But we won. We beat the machine. That gave me the feeling that anything
was possible.
“I’m grateful to my grandfather, because who knows
what would have happened to me? If you grow up knowing you’re
going to inherit a billion, it could mess up your view of the world,
of life, distort it terribly.” (By the way, MacArthur favors
a steep inheritance tax).
MacArthur’s journalistic career got a boost while he was
still an undergraduate. In 1978, Columbia’s Episcopal chaplain
Bill Starr invited Harper’s editor Lewis Lapham to speak at
Barnard. “I went with the idea of covering it for Spectator,”
MacArthur recalls. “I see this guy in a fancy suit, impeccable
WASP, upper-class credentials. The perfect voice, the perfect sort
of appearance. And he said the most radical things I’ve heard
an editor say.”
Lapham told the audience that journalism is corrupt. “He
said, ‘The Washington Post is not a citadel of virtue.
It pulled in its horns since Watergate. It’s embarrassed about
Watergate.’ … He talked about how the press covered
up for the Kennedys.
“[Lapham’s] instincts were contrarian, anti-authoritarian,
anti-establishment. Broadly speaking, Lewis is a liberal, not a
conservative, but he has that conservative rigor that we got at
Columbia. I fell in love with the magazine. I loved the literary
side of it.”
Spectator invited Lapham to be a guest speaker at its annual
Blue Pencil Dinner. After that, MacArthur’s only contact with
the magazine was a subscription until, when he was working as a
reporter in Chicago in July 1980, he learned that Harper’s
was going out of business.
“I called my dad from the city room at the Sun-Times.
I said ‘Dad, Harper’s magazine just announced
that it’s folding. Do you think the foundation could bail
it out?’ ” His father agreed to try. “So, we lobbied,
and two weeks later, they voted to save it.”
At first, MacArthur continued working as a reporter on the Sun-Times,
but in 1982, he became publisher of Harper’s. He’d
had the idea of owning a magazine or newspaper since he’d
read A.J. Liebling in college. “Liebling said, ‘Freedom
of the press is guaranteed only to those who own one. If you don’t
have the means to get it out, you can’t do much.’ ”
MacArthur vehemently opposes the war in Iraq and has been unhappy
with the media’s performance. “The coverage started
out looking like the usual rah-rah, pro-military, super-patriotic
drivel that we had in the last Gulf War,” he said in early
April, some two weeks after the war began. “I was propagandized
and thought it would be over in three or four days, and they’d
have a TV commercial at the end of it with happy Iraqis waving American
flags. But they’re shooting at us, and there’s no indication
they want the Americans there at all. The reporting has been vacuous.”

Collected data:

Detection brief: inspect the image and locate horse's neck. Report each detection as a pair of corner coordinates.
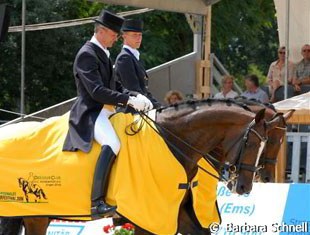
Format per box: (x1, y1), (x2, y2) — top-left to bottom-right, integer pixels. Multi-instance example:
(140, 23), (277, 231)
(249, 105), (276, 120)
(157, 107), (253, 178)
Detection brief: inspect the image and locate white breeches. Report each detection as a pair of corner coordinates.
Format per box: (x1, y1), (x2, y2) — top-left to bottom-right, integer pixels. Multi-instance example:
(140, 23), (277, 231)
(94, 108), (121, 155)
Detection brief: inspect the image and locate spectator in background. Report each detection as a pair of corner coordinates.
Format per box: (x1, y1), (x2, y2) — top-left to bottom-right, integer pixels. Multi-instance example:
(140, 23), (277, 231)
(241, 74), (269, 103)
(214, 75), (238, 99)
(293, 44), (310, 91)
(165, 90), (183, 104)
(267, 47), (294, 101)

...

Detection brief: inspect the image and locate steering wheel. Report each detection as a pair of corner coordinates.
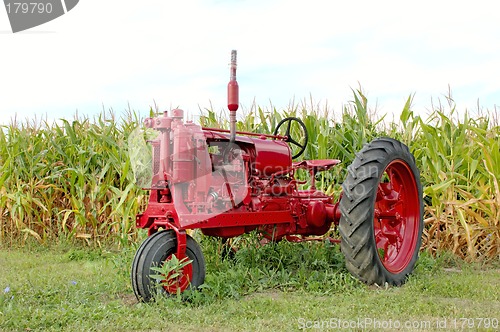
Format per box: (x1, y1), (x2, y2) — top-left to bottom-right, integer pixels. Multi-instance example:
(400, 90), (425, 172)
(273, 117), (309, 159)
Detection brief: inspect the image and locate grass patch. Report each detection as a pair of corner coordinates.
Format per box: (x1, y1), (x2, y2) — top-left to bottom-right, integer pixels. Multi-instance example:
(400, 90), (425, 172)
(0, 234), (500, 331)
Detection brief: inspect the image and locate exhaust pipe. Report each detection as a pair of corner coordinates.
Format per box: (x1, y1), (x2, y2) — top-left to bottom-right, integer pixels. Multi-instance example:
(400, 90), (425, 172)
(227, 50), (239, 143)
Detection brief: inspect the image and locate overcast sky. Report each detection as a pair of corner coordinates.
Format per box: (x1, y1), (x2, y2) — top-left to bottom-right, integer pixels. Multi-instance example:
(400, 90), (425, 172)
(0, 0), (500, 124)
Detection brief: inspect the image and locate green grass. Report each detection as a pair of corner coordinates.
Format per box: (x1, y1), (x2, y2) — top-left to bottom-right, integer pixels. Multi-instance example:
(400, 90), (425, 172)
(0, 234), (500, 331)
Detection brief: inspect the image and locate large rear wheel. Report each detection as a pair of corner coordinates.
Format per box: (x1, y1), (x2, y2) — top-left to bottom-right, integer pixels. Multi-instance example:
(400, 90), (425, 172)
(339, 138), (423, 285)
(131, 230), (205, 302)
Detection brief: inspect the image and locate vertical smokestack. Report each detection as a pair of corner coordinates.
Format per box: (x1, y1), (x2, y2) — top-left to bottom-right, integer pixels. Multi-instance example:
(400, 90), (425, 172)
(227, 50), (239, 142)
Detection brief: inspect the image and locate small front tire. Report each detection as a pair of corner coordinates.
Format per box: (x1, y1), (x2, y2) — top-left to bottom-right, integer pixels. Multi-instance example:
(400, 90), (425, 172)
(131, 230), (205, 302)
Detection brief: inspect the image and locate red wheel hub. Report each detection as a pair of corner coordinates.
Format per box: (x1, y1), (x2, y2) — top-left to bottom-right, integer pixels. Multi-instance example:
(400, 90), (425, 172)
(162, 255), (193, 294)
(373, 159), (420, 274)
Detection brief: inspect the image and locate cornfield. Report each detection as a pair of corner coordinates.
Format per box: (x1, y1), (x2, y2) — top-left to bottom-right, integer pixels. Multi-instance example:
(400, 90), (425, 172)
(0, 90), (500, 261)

Tasks to complete:
a – Answer these questions about the MacArthur profile:
(i) In what year did Columbia's Episcopal chaplain invite Lewis Lapham to speak at Barnard?
(ii) At which newspaper was MacArthur working as a reporter when he learned that Harper's was folding?
(iii) In what year did MacArthur become publisher of Harper's?
b – Can you go on with the MacArthur profile, picking up right after its final sentence?

Per-task outputs:
a –
(i) 1978
(ii) The Sun-Times, in Chicago
(iii) 1982

b –
It was MacArthur who broke an important story 12 years ago concerning
the Gulf War — the baby incubator story. After a teenage Kuwaiti
girl tearfully testified before Congress and the UN that Iraqi soldiers
had ruthlessly pulled Kuwaiti babies from incubators, MacArthur
debunked the story in The New York Times, writing that the
girl was the Kuwaiti ambassador’s daughter and she had been
coached by a top public relations firm used by the U.S. government,
Hill & Knowlton.
“No babies were pulled from incubators at Kuwait City Hospital,
but at the time, everyone believed the story,” MacArthur told
60 Minutes. He says that the former Bush Administration had to sell
the American people on the invasion of Kuwait with “something
more spectacular and gruesome” than merely that Saddam Hussein
had invaded Kuwait in violation of international law. MacArthur
was so incensed that he wrote Second Front.
“Mr. MacArthur writes in a fury at what he sees, correctly,
as the press’s failure to respond effectively during the Gulf
War to the Pentagon’s well-rehearsed and openly revealed designs,”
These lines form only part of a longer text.